▶ Data Mentah
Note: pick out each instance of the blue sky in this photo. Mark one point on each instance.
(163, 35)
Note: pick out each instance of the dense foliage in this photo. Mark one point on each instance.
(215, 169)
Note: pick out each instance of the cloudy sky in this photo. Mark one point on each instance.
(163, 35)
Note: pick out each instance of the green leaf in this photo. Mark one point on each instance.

▶ Petunjuk Tugas
Salin ulang seluruh entri di atas kata demi kata tanpa mengubah apa pun.

▶ Keluaran yang Diharapkan
Note: pick out each instance of the blue sky in this photo. Mark one point on each instance.
(163, 35)
Note: pick out each instance of the dense foliage in this photo. Mark one point on each instance.
(215, 169)
Note: pick out each instance of the cloudy sky in this photo. Mark one point on each instance.
(163, 35)
Note: pick out each instance of the green leaf in this photo. Mark one point on each instance.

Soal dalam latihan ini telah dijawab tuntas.